▸ Exercise aim
Please output each entry exactly as it appears.

▸ Task input
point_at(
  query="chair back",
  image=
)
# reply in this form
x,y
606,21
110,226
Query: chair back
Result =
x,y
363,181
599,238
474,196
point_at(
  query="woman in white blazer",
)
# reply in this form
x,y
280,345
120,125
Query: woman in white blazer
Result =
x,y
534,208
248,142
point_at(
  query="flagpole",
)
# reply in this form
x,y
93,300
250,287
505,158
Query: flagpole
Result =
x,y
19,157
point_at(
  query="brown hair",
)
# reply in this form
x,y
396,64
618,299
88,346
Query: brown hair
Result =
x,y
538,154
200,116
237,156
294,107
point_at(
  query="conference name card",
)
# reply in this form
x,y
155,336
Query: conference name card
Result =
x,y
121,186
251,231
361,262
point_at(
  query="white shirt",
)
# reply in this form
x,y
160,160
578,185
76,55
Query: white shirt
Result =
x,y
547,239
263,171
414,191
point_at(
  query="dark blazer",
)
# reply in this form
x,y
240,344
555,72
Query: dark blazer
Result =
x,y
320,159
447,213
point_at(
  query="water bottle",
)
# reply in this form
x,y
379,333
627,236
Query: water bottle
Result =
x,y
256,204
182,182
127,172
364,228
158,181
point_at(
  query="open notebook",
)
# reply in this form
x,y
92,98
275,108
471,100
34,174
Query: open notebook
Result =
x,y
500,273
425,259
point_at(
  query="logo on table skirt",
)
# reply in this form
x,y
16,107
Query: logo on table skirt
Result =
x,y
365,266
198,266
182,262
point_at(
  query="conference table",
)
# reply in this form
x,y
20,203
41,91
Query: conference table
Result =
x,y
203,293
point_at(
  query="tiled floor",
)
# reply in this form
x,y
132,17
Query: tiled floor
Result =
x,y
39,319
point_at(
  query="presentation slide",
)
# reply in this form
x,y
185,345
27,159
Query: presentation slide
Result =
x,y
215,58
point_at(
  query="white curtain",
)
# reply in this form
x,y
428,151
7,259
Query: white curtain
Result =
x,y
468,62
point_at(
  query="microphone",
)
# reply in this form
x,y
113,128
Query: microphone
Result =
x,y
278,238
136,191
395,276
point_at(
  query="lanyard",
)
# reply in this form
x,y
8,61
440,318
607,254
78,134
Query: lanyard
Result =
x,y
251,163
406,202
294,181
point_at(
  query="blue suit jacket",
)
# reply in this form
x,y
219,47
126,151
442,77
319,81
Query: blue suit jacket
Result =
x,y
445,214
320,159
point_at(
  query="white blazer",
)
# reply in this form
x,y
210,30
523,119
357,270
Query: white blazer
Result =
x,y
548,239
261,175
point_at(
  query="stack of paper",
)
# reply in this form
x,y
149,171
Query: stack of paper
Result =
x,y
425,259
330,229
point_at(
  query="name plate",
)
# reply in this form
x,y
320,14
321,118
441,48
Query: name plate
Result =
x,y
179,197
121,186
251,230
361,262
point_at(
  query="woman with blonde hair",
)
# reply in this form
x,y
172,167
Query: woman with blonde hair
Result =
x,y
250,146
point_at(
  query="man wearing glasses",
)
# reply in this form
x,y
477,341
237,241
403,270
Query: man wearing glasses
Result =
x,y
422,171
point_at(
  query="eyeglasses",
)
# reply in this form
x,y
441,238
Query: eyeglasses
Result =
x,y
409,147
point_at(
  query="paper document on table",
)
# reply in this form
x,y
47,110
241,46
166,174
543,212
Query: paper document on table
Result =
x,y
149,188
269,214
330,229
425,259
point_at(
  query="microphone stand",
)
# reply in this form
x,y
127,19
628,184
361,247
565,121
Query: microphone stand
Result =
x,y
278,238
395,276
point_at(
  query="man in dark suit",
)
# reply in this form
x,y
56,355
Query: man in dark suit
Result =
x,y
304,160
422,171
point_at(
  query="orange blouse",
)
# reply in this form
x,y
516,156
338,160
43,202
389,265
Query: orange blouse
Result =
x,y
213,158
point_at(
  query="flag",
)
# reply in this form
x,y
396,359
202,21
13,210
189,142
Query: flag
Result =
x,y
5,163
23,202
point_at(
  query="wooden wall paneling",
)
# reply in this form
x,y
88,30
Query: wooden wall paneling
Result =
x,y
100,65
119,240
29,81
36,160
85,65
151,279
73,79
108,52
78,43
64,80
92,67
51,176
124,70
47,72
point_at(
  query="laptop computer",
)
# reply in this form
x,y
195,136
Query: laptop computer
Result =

▸ Result for this task
point_at(
  query="chair back",
  image=
)
# reply in this form
x,y
606,21
110,226
Query: chair back
Result =
x,y
363,181
599,238
474,196
point_at(
  query="woman in white blazer",
)
# reply in this form
x,y
280,345
120,125
Query: woman in white blazer
Result =
x,y
534,208
248,142
point_at(
  query="flagpole",
)
# reply in this form
x,y
93,300
250,287
505,158
Query: flagpole
Result =
x,y
19,157
point_at(
  query="brown hair",
)
# reply in this form
x,y
396,64
618,299
88,346
Query: brown hair
Result =
x,y
538,154
200,116
237,156
294,107
point_at(
  query="conference name card",
)
# reply in this form
x,y
155,336
Query: conference name card
Result =
x,y
121,186
251,231
361,262
point_at(
  query="white shirt",
)
# reply in this form
x,y
160,160
578,185
76,55
Query: white shirt
Result =
x,y
547,239
263,171
414,191
point_at(
  query="dark blazer",
)
# reply in this form
x,y
240,344
555,72
Query: dark blazer
Result =
x,y
320,159
447,213
point_at(
  query="water bottle",
)
# reply in this form
x,y
379,333
627,236
Query: water bottle
Result =
x,y
256,204
182,182
127,172
364,228
158,181
point_at(
  query="open notebook",
)
# reply in this form
x,y
92,98
275,108
471,100
34,174
Query: open notebook
Result =
x,y
500,273
425,259
point_at(
  query="logo on table skirt",
)
# reply in this form
x,y
16,107
Query: logo on table skirt
Result =
x,y
365,266
198,266
182,262
point_at(
  query="conference table",
)
# reply in this form
x,y
20,203
41,91
Query: conference table
Result =
x,y
203,293
point_at(
  query="tiled floor",
)
# reply in this form
x,y
132,17
Query: tiled floor
Result =
x,y
39,319
point_at(
  query="presentation slide",
)
# reply in this form
x,y
185,345
27,159
Query: presentation slide
Result =
x,y
215,58
point_at(
  query="white curtain",
)
# reply in this form
x,y
428,151
7,259
Query: white curtain
Result =
x,y
468,62
point_at(
  query="microphone",
)
# reply in this form
x,y
113,128
Query: microphone
Result =
x,y
278,238
136,191
395,276
point_at(
  query="lanyard",
)
# reply in this form
x,y
8,61
440,318
607,254
78,134
Query: lanyard
Result =
x,y
251,163
406,202
294,181
point_at(
  query="blue suit jacket",
)
# reply in this form
x,y
219,47
126,151
442,77
319,81
Query: blue suit jacket
Result =
x,y
445,214
320,159
point_at(
  query="white blazer",
)
# reply in this form
x,y
210,30
523,119
357,270
Query: white blazer
Result =
x,y
548,239
261,175
point_at(
  query="stack of paper",
)
# reply in this form
x,y
149,171
Query: stack of paper
Result =
x,y
425,259
330,229
point_at(
  query="name plate",
)
# reply in this form
x,y
320,14
321,118
441,48
Query: name plate
Result =
x,y
179,197
121,186
251,230
361,262
point_at(
  query="woman with blonde hair",
)
# reply in this form
x,y
172,167
Query: woman with blonde hair
Result =
x,y
250,146
point_at(
  query="man wearing glasses",
)
# reply in this form
x,y
477,341
237,241
403,270
Query: man wearing glasses
Result =
x,y
422,171
point_at(
  query="eyeglasses",
)
# reply in this form
x,y
441,238
Query: eyeglasses
Result =
x,y
409,147
point_at(
  query="paper document on table",
)
# reply in this form
x,y
47,110
241,46
166,174
543,212
Query: paper document on table
Result =
x,y
149,188
269,214
330,229
425,259
point_at(
  query="microphone stand",
)
# reply in this form
x,y
127,19
628,184
361,247
565,121
Query: microphone stand
Result =
x,y
278,238
395,276
point_at(
  query="man in dark suit",
)
# reply in this form
x,y
56,355
Query: man in dark suit
Result =
x,y
304,160
422,171
point_at(
  query="orange blouse",
)
# reply in this form
x,y
516,156
338,160
43,202
389,265
Query: orange blouse
Result =
x,y
213,158
point_at(
  query="flag",
)
# reply in this form
x,y
396,359
202,21
13,210
189,142
Query: flag
Result =
x,y
5,163
23,202
point_at(
  query="wooden wall paneling",
)
# reply in this form
x,y
88,30
Query: wooden wall paneling
Result =
x,y
100,65
119,240
29,81
36,160
85,65
151,279
73,79
108,52
78,43
64,80
92,67
51,176
124,70
47,72
point_at(
  query="laptop computer",
)
# reply in this form
x,y
195,136
Query: laptop computer
Result =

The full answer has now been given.